### Task statement
Below are records to transcribe exactly, without their pictures.

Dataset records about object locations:
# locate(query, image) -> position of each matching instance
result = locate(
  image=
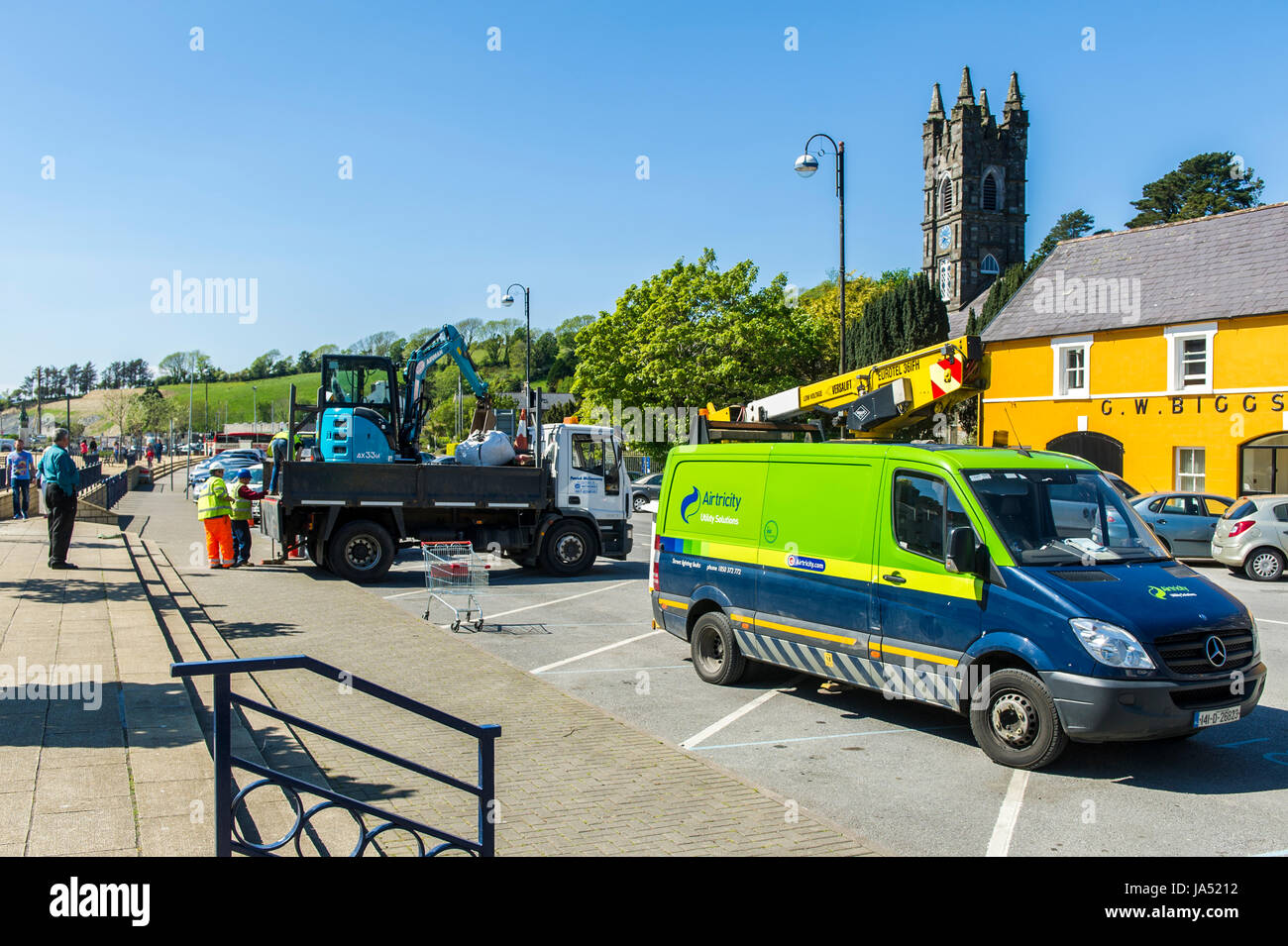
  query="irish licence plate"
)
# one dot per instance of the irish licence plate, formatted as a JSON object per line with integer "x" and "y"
{"x": 1215, "y": 717}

### Exercise response
# locate(query, image) -> position of each matching instance
result = locate(
  image=
  query="irish licence plate"
)
# one dot per instance of the irish licence plate, formatted as a JSON object per line with integer "x" and "y"
{"x": 1215, "y": 717}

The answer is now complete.